▶ **Problem**:
Rewrite the data below with "Quick question" replaced by "Short question" every time it appears, and leave everything else unchanged.

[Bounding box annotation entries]
══════════

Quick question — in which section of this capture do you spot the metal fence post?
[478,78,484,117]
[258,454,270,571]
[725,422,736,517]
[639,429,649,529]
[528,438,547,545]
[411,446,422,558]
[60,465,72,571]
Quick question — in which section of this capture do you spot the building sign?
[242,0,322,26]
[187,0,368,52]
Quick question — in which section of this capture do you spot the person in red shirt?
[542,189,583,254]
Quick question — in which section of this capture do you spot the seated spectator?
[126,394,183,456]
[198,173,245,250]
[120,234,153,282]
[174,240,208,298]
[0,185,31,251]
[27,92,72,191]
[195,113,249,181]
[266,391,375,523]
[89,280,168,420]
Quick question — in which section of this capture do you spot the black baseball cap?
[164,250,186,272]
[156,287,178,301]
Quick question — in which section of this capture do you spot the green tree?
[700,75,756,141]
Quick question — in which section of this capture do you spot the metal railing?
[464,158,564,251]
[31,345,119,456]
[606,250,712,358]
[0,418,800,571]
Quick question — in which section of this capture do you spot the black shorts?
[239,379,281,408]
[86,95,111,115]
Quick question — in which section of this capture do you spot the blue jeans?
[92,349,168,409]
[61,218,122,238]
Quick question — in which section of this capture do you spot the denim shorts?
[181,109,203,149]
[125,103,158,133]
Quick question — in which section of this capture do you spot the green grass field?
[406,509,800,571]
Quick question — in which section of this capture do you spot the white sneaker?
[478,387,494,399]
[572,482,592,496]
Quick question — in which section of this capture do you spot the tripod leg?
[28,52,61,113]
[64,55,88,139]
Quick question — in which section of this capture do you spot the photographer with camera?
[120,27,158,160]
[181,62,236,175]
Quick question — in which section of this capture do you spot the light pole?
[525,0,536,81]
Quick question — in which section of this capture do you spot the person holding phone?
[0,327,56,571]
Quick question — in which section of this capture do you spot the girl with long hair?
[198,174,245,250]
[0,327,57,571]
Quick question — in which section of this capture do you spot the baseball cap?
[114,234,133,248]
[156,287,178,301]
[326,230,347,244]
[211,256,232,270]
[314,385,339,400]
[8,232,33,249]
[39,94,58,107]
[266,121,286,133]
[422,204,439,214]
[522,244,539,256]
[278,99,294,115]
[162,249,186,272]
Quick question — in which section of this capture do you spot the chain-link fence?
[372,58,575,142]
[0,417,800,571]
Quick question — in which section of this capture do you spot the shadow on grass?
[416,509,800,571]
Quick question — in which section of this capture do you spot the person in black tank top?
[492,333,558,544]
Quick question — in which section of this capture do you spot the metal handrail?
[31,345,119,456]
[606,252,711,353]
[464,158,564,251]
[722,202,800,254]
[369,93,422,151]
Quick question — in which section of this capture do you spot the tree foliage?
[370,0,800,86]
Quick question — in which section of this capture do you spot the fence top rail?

══════════

▶ **Answer in full**:
Short question — in which section of this capture do you spot the metal fence post?
[478,78,484,117]
[258,454,270,571]
[725,422,736,517]
[639,429,649,529]
[528,438,547,545]
[411,446,422,558]
[60,465,72,571]
Short question — in which section of this capture do you spot the building sign?
[242,0,322,26]
[187,0,368,52]
Short question — in which section of this capture do you spot the person in red shirt?
[542,189,583,254]
Short question — in which section of this capture do you spot the seated spectator?
[126,394,183,456]
[198,173,245,250]
[120,234,153,282]
[174,240,208,298]
[0,185,31,251]
[27,92,72,191]
[195,113,249,181]
[266,391,375,523]
[89,280,168,420]
Short question — in which section of this capture do you spot the black baseball cap?
[164,250,186,272]
[156,287,178,301]
Short question — in which section of this capture do you spot the green tree?
[700,75,756,141]
Short question — in which section of this capture do you spot the metal railing?
[464,158,564,251]
[31,345,119,456]
[606,250,712,358]
[0,418,800,571]
Short question — in which section of this capture do you spot the black shorts?
[239,379,281,408]
[86,95,111,115]
Short question — in which section of this capture do you spot the blue jeans?
[92,349,168,409]
[61,218,122,238]
Short question — in which section of this capture do you spot the denim shorts?
[181,109,203,149]
[125,103,158,133]
Short question — in which section of this capture do you spot the green grass field?
[406,509,800,571]
Short question — in which section of this capture do you spot the white sneaker?
[478,387,494,399]
[572,482,592,496]
Short question — in which section of this capture do you spot the tripod leg?
[28,52,61,113]
[64,55,88,139]
Short question — in which section of this capture do you spot the photographer with camera?
[120,27,158,160]
[181,62,236,175]
Short question — in which section of this capture do you spot the light pole?
[525,0,536,81]
Short question — in which section of this capture do you spot the person holding phone?
[0,327,56,571]
Short question — in which section of this capture do you spot the girl with long hair?
[198,174,245,250]
[0,327,57,571]
Short question — in which section of this capture do you spot the baseball cap?
[114,234,133,248]
[156,287,178,301]
[326,230,347,244]
[211,256,232,270]
[314,385,339,400]
[8,232,33,249]
[39,94,58,107]
[266,121,286,133]
[422,204,439,214]
[522,244,539,256]
[278,99,294,115]
[162,249,186,272]
Short question — in which section of this capture do you spot the chain-link fence?
[372,58,575,142]
[0,417,800,571]
Short question — in which section of this capture do you spot the shadow on grass?
[416,509,800,571]
Short question — in which section of this capture do you spot the person in black tank top?
[492,333,558,544]
Short question — in which section of this capture do you spot the metal handrail?
[31,345,119,456]
[606,252,711,353]
[464,158,564,251]
[722,202,800,254]
[369,93,422,151]
Short question — in which section of this capture do you spot the tree foliage?
[370,0,800,86]
Short question — in which section of this capture do you spot the fence top rail?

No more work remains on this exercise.